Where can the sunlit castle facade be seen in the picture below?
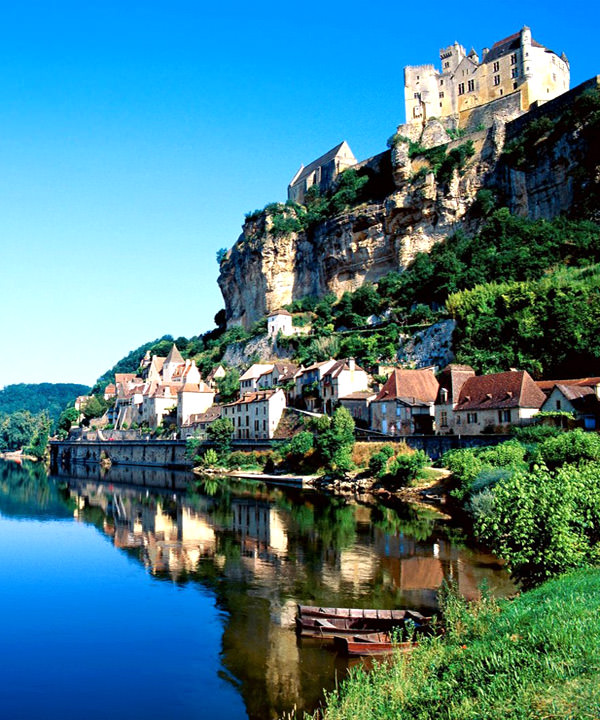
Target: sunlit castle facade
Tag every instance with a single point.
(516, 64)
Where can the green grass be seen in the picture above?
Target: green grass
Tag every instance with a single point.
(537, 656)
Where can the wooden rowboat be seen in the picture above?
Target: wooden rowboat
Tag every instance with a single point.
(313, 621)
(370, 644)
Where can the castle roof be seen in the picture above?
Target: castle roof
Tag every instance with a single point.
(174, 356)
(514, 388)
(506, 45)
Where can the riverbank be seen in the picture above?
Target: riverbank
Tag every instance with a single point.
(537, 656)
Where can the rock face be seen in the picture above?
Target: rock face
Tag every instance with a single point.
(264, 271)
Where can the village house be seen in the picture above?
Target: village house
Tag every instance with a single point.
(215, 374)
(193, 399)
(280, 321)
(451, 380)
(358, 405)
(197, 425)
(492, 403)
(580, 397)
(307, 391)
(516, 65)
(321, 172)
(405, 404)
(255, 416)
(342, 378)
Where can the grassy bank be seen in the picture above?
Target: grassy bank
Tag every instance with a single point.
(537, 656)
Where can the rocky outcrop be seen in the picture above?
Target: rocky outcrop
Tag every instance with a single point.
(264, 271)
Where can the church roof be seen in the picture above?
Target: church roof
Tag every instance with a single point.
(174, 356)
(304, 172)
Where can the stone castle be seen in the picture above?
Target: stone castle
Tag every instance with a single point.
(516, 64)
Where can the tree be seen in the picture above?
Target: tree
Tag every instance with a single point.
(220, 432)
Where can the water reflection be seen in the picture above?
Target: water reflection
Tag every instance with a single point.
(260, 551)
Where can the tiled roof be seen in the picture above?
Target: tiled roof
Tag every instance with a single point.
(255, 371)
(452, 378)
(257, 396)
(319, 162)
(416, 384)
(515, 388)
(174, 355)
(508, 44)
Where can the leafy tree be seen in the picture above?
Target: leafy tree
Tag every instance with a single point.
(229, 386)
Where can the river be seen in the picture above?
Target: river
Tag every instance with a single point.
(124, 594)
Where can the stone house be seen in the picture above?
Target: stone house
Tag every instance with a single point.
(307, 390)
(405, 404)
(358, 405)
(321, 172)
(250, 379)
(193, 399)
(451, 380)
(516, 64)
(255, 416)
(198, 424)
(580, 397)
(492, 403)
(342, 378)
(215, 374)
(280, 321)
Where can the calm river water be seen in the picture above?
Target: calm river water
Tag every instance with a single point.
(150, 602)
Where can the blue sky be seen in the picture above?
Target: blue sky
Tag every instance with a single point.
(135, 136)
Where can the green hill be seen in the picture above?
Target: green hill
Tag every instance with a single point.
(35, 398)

—————

■ Aim of the exercise ■
Every entry above needs to be retyped exactly; drop the pictures.

■ Right answer ■
Where can the sunlit castle facade be seen in the picture below?
Target: sunlit castle facade
Tag every instance with a single point.
(516, 64)
Where can the green grass be seen in the picture above?
Target: green grass
Tag every instance with a single point.
(537, 656)
Where can the wooden rowboat be seen in the picture above?
Target: wooden rowboat
Tag every instance with a single point.
(313, 621)
(370, 644)
Where can the castle roof be seen in the picture above?
Target: castle roof
Tag every instance with a single point.
(174, 356)
(514, 388)
(506, 45)
Where can the riverbank be seen in the picture above?
Target: riverbank
Tag every instance with a single point.
(537, 656)
Where can the rock face be seen in the picture above?
Target: rock face
Tag every instance with a single point.
(264, 271)
Where can the village house be seen in the picture above?
Target: village house
Tag every instance with a single point.
(215, 374)
(193, 399)
(280, 321)
(451, 380)
(358, 405)
(197, 425)
(492, 403)
(580, 397)
(307, 391)
(516, 65)
(321, 172)
(405, 404)
(255, 416)
(342, 378)
Where can the grassy bank be seen in the picture above?
Target: grassy bank
Tag every instance with a single point.
(537, 656)
Where can the rocky outcrop be seen in the picture above?
Target: rocky outcrop
Tag every instance with a single point.
(264, 271)
Where can the church roof be seen in the picture above?
Target: church roof
Tag every instance with a single point.
(174, 356)
(304, 172)
Where can the stone castle be seen in the picture above?
Target: stone castle
Tag every instance with a single point.
(516, 64)
Where can the tree be seen in the picture above?
Target: tree
Tag every instance with a single point.
(220, 432)
Where can the water reflection be seen in the picture above?
Target: water reflection
Tag every instance with a single point.
(260, 551)
Where can the tiled roof be seen in the picture above?
Target: tiled roof
Tag every instance with a single point.
(255, 371)
(452, 378)
(257, 396)
(319, 162)
(416, 384)
(515, 388)
(174, 355)
(508, 44)
Where can the leafy tree be seen in the picture above?
Target: leafy tree
Tag every instance with a single point.
(229, 386)
Where can the river be seen in the picture above?
Target: river
Tag every instance with a single point.
(124, 594)
Where can the stone house be seen in the picture above?
Target: stone house
Tag every instance with a single point.
(307, 390)
(405, 404)
(358, 405)
(321, 172)
(250, 379)
(193, 399)
(451, 380)
(516, 64)
(255, 416)
(198, 424)
(580, 397)
(492, 403)
(342, 378)
(215, 374)
(280, 321)
Where can the calm river water be seen in the picture above?
Target: calm river water
Tag every instance with a single point.
(150, 602)
Where can the blue sky be seen in the picture above?
Target: blue sky
Tag every instance with a single point.
(135, 136)
Where can the green hill be seen in the picture above?
Target: green hill
Tag every instance with a single point.
(35, 398)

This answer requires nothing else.